Exercise:
What you return must be the lines of the data that hold the word "black".
**** Exercise material
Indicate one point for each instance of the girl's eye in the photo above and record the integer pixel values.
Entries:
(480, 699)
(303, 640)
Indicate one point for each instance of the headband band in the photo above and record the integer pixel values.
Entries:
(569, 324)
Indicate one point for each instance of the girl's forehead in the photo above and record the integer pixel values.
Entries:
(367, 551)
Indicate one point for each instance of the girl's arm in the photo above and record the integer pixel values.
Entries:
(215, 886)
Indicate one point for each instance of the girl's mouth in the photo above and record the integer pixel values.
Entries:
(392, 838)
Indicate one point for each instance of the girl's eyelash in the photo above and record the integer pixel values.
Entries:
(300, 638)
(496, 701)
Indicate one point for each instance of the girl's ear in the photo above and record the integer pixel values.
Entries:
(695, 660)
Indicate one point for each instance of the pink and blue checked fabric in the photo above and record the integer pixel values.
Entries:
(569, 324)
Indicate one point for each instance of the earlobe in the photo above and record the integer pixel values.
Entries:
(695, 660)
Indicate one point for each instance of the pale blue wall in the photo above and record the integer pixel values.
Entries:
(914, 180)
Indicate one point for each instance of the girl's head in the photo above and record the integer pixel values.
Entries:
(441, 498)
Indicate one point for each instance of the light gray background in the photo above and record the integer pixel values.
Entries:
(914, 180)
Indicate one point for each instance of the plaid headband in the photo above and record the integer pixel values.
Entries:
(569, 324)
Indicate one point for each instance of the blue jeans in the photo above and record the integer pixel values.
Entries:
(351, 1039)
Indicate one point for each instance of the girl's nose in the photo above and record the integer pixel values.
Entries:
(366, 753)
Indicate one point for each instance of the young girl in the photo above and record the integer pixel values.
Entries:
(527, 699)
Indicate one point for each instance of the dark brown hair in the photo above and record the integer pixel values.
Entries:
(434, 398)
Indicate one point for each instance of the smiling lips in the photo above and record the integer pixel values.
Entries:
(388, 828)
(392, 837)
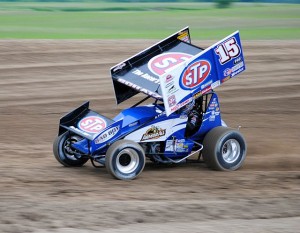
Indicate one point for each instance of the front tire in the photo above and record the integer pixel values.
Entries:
(224, 149)
(65, 154)
(125, 160)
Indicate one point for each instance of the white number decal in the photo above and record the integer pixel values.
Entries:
(228, 50)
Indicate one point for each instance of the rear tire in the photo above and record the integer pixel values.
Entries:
(224, 149)
(64, 153)
(125, 160)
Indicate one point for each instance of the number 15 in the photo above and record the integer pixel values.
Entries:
(228, 50)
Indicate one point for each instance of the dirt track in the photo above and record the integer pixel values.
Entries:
(42, 80)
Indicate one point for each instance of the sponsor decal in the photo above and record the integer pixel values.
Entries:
(206, 84)
(195, 74)
(215, 84)
(153, 133)
(108, 134)
(79, 131)
(162, 62)
(197, 95)
(172, 89)
(138, 88)
(178, 145)
(225, 79)
(169, 78)
(206, 90)
(180, 105)
(184, 36)
(119, 67)
(170, 84)
(92, 124)
(145, 76)
(227, 72)
(172, 101)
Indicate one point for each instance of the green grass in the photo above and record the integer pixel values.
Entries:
(146, 20)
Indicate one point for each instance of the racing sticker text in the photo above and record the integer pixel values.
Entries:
(153, 133)
(162, 62)
(228, 50)
(195, 74)
(108, 134)
(92, 124)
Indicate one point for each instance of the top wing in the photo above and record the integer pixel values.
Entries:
(141, 72)
(202, 73)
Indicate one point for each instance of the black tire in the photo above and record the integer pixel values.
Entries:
(125, 160)
(224, 149)
(64, 153)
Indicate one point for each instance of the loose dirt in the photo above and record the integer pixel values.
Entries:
(41, 80)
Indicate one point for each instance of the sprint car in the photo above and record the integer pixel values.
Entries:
(183, 119)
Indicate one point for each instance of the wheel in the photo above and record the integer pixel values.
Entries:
(125, 160)
(65, 154)
(224, 149)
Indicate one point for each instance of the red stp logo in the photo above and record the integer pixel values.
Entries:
(195, 74)
(92, 124)
(160, 63)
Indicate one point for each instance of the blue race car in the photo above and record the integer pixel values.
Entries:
(183, 120)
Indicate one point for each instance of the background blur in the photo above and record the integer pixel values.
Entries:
(147, 19)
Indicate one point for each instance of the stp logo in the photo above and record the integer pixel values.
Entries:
(195, 74)
(160, 63)
(92, 124)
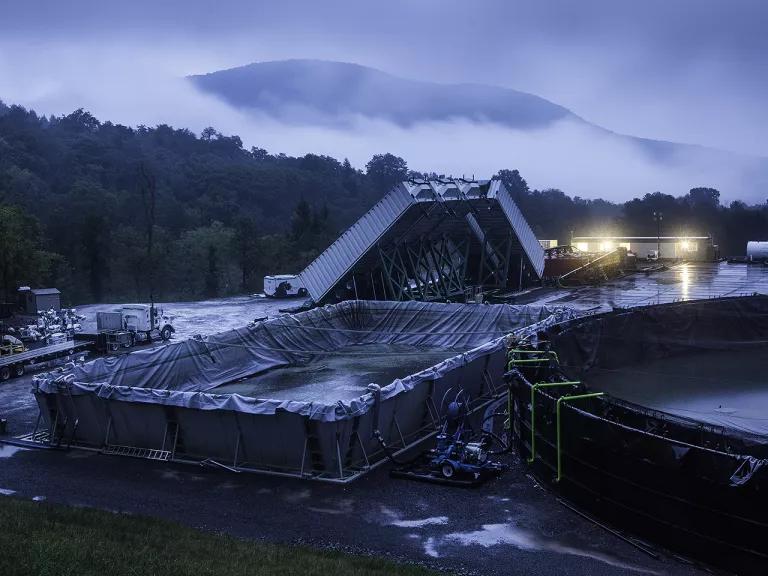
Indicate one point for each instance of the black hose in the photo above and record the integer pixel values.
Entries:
(386, 450)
********
Solution to the exercise:
Indicate one point for each instance of the black tire in the photo above and record the integer pixel values.
Indicate one point for each instance of the black hose in the photo above and record the integer pixel values.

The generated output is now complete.